Five of the seven Supreme Court justices (including Story) referred to the commonly held view at the time that the Southern states in the Constitutional Convention of 1787 would not have agreed to the U.S. Constitution if the Fugitive Slave Clause had not been included. Since then historians such as Don E. Fehrenbacher have argued that there is little historical evidence for this.

==Dissent==

Justice John McLean was the sole dissenter in the case. He pointed out that the 1793 Fugitive Slave Act required anyone seizing a fugitive slave in a different state to take them before a federal judge or local magistrate to receive certification that the seizure was legal. Prigg had not done this before removing Morgan and her children from Pennsylvania. Therefore, he saw no conflict between Pennsylvania's laws criminalizing the forcible removal of blacks from the state and the 1793 law, which required bringing defendants before a judge or magistrate before removing them from the state. In McLean's view, Congress possessed the authority for enforcing the Fugitive Slave Clause, and they had used this authority to allow for the rendition of fugitive slaves from free states only with the approval of a judge or magistrate. By failing to use this method, Prigg had exceeded any authority he could possibly claim for the rendition of fugitive slaves, and Pennsylvania's laws were consistent with the constitution and the 1793 law in holding him accountable.

McLean felt Pennsylvania's laws against forced removal were particularly important for preventing free blacks from being wrongfully enslaved, as without them, slave catchers could easily kidnap free blacks and remove them from a state's jurisdiction before said state could investigate or arrest them.

==Effects==
Story's phrase "unless prohibited by state legislation" was a catalyst for a number of personal liberty laws enacted by Pennsylvania and other Northern states. The laws prohibited state officials from enforcing the Fugitive Slave Clause. Runaways could not be caught or incarcerated by state action, cases could not be heard in state courts, and no assistance could be offered by state officials to those wishing to recapture slaves. The Fugitive Slave Act still stood, but its enforcement was left to the federal government in these cases.

▬▬▬

INSTRUCTION 1
Gather and copy every line from the entries below that contains the string "feta". Treat the match as case-sensitive.

▬▬▬

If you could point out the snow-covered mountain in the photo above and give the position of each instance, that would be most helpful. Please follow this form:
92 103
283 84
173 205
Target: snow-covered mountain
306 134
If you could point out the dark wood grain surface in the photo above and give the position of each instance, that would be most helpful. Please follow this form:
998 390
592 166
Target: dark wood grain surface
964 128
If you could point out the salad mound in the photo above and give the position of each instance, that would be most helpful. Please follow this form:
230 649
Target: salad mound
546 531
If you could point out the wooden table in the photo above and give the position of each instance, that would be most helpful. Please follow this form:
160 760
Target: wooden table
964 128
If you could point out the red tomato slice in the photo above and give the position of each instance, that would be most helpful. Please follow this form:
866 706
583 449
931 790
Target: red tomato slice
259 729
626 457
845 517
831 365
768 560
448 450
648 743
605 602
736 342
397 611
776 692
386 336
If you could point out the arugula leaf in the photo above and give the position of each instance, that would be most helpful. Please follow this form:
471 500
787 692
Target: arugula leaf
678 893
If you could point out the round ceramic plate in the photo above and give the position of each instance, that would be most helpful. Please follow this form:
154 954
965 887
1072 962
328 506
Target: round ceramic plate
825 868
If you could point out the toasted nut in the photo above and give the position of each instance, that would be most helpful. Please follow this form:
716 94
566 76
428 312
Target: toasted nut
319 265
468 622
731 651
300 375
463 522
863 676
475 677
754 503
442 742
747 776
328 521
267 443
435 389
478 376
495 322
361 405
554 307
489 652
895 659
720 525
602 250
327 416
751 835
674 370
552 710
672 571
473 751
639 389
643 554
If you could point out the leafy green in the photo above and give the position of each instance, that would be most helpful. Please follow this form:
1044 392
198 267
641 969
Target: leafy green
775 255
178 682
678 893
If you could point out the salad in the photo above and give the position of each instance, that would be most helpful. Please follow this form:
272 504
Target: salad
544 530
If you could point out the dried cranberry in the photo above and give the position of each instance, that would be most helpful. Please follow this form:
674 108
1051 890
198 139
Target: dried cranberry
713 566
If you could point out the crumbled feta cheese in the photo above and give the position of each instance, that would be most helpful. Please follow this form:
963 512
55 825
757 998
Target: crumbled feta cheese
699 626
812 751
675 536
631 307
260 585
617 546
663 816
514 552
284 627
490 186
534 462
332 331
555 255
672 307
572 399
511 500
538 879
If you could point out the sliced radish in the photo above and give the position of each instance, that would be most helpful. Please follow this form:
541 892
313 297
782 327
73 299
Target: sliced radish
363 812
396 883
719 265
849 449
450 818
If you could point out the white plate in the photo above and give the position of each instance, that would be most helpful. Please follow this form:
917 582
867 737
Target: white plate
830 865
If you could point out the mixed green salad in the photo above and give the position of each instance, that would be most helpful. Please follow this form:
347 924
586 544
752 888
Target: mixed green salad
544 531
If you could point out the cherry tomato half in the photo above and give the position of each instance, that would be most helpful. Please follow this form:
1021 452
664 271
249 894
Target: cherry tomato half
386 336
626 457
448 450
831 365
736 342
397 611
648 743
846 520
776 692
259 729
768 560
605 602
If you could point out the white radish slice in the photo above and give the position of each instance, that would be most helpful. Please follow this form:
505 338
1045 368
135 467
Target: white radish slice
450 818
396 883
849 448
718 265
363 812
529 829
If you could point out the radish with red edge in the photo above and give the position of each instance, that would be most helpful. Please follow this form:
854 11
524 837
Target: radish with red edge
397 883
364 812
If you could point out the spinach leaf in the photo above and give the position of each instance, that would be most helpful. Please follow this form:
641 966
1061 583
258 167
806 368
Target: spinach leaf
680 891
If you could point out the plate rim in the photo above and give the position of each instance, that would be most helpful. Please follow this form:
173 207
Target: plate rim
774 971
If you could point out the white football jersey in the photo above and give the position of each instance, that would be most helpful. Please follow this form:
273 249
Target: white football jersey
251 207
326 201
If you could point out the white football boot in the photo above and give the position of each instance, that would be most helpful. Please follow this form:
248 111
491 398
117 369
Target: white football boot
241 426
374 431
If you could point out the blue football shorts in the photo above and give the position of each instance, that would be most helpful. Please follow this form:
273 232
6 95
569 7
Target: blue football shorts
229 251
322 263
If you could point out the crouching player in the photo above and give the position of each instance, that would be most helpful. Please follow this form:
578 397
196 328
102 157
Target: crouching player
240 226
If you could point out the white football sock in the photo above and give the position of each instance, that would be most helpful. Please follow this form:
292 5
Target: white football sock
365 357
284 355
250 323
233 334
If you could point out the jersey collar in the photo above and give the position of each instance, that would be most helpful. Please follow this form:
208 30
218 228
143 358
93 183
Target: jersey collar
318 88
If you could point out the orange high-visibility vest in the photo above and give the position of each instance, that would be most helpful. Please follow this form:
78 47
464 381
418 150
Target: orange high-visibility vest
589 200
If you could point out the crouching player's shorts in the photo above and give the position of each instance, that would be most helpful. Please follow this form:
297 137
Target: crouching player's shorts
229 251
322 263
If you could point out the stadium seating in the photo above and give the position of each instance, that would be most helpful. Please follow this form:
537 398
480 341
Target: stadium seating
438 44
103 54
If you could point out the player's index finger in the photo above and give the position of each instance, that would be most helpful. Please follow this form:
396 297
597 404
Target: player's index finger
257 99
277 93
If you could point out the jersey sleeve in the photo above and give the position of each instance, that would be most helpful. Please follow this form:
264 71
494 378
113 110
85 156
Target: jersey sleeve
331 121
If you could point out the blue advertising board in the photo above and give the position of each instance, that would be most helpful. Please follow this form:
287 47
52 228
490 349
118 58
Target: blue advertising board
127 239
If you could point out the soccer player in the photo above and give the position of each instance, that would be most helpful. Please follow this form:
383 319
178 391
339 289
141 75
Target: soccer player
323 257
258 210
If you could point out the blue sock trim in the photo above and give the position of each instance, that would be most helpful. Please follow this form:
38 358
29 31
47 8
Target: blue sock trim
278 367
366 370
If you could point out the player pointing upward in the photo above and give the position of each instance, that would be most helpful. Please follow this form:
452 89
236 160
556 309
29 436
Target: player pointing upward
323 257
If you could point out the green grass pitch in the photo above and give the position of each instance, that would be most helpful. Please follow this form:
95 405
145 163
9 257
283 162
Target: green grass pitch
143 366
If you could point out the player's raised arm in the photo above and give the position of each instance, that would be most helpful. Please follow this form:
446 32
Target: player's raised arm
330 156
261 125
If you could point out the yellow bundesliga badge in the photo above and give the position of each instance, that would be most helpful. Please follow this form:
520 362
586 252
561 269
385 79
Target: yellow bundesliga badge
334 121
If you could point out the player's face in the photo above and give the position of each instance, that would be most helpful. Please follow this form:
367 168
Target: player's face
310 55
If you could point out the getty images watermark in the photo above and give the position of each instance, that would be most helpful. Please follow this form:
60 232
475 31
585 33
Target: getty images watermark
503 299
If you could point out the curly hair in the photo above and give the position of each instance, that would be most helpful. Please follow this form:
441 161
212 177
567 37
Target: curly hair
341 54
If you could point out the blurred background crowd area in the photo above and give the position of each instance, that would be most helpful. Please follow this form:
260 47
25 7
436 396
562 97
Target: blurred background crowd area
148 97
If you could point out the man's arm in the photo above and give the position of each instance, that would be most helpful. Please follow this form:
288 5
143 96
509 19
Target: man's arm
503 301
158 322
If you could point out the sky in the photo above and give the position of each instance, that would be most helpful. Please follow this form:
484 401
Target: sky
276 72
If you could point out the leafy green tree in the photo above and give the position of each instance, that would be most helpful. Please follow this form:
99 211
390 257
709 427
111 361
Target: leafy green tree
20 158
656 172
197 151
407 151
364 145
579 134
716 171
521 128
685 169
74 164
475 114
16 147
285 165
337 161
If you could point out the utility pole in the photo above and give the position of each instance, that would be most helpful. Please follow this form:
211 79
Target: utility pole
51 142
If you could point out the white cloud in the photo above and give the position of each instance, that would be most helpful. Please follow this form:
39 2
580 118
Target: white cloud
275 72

▬▬▬

INSTRUCTION 2
Which people does the excerpt on the Fugitive Slave Clause mention by name?

RESULT 1
If you could point out the crumbled feta cheese in the photo above and give the position of each instance, that would be most helpful. Please follow this form:
Target: crumbled feta cheese

RESULT 2
- Story
- Don E. Fehrenbacher
- John McLean
- Prigg
- Morgan